# [TASK DIRECTIONS]
Please give each line of the items below as a Markdown table with two columns, Row and Text, leaving out any blank lines.

[Data items]
——————
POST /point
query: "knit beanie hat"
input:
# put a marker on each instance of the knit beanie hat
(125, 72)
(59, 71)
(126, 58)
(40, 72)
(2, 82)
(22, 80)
——————
# [RESULT]
| Row | Text |
|---|---|
| 1 | POST /point |
| 2 | query: "knit beanie hat" |
| 3 | input: |
| 4 | # put a marker on each instance of the knit beanie hat |
| 5 | (125, 72) |
| 6 | (59, 71) |
| 7 | (126, 58) |
| 8 | (40, 72) |
| 9 | (2, 82) |
| 10 | (22, 80) |